#### What the task requires
In the Dáil debate excerpt on hospital services, when did HIQA announce its investigation into the quality and safety of services at Mallow General Hospital?

#### Document excerpt

Dáil debates
Wednesday, 29 September 2010
Hospital Services
10:00 pm
Seán Connick (Wexford, Fianna Fail)
I will be taking this Adjournment matter on behalf of my colleague, the Minister for Health and Children, Deputy Mary Harney, and I thank Deputy Sherlock for raising the question.
Patient safety is central to the delivery of health services and people must have confidence in the care they receive and have the best possible outcomes. The overwhelming consensus among clinical experts, as seen in cancer care, is that patients have demonstrably better outcomes where complex care is delivered with the necessary staff and equipment and with sufficient volumes of activity. The evidence also emphasises the need to provide timely emergency care to patients in an appropriate setting.
Achieving better outcomes for patients will require hospitals to change the services they deliver to their communities and how those are delivered. Reconfiguration of acute services in the Cork and Kerry area will produce improved services. The clinical benefits for patients will be significant and the treatment offered will be of the highest standard. The Minister and the HSE recognise the importance of Mallow General Hospital and the contribution it has made, and will continue to make, to the provision of hospital services in the region.
The HSE has not yet finalised its proposals for the future reconfiguration of the region's hospitals. In August 2010, HIQA announced an investigation into the quality and safety of services in Mallow General Hospital. The authority had identified concerns about the types of patients being treated, centred on major surgery, emergency and critical care services.

#### Provided information
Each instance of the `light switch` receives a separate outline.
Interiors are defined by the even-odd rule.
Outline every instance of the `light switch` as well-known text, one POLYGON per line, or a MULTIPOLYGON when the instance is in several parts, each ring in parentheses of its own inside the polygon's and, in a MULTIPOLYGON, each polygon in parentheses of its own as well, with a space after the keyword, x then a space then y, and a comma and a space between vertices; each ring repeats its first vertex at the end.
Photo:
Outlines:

#### Response box
August 2010